Quoted text:
--- Begin ---
VMware at 20: What’s Next?

Cameron Haight, VP and CTO, Americas, VMware

Shortly before this year’s VMworld U.S., I celebrated my one-year anniversary at VMware. In fact, my 12 months with the company has been bookended with VMworld 2017 and VMworld 2018. With that in mind, I wanted to share my impressions with you so far—VMware’s secret sauce for success and what’s next.

VMware’s Secret Sauce: Culture and Community

Many years ago, one of my former Gartner colleagues wrote, Just a Thought: Will VMware Become the Next Novell? Given what happened to Novell with its previous industry dominance, it seemed like a fair question. Indeed, until a few years ago, it seemed there was doubt about VMware’s long-term viability.

What makes VMware succeed (and grow) when companies of similar status stalled or even failed?

Given my interactions with clients (and even analysts) at the two most recent VMworlds, the answer is simple: VMware customers, partners and employees all share a culture of passionate innovation. There are a few things that I’ve identified that I believe that keeps us—our entire unified community of customers, partners and employees—at the top of the IT ladder.

1. We share a cultural philosophy called EPIC2:

  • Execution
  • Passion
  • Integrity
  • Customers
  • Community
Explore VMware's many innovations and industry-changing moments in our VMware 20 Interactive Timeline.
--- End ---
Supplied information:
--- Begin ---
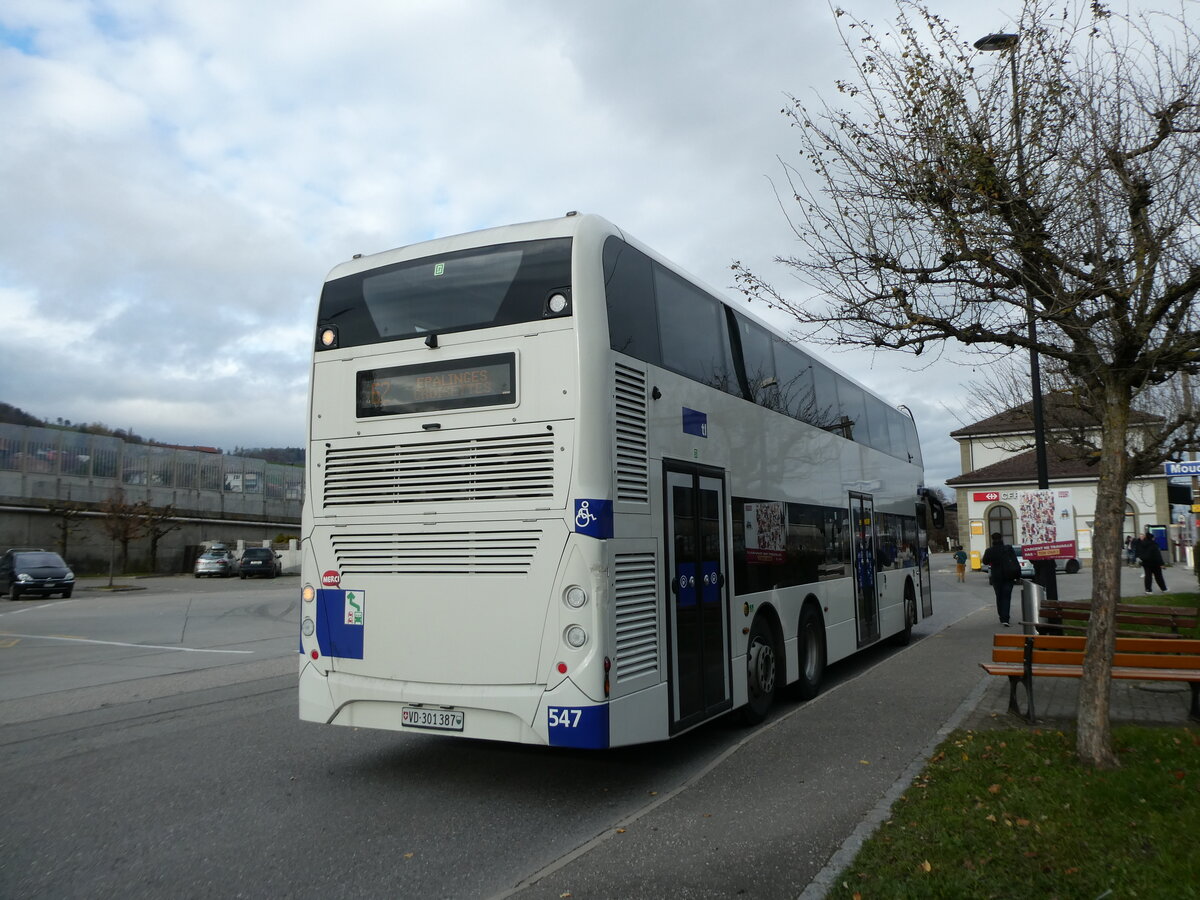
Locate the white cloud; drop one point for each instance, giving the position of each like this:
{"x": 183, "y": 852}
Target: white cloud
{"x": 179, "y": 177}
--- End ---
Exercise directions:
Return the passage of the VMware article starting with "Given my interactions" and going on through "the IT ladder.". The lines are not required here.

Exercise output:
Given my interactions with clients (and even analysts) at the two most recent VMworlds, the answer is simple: VMware customers, partners and employees all share a culture of passionate innovation. There are a few things that I’ve identified that I believe that keeps us—our entire unified community of customers, partners and employees—at the top of the IT ladder.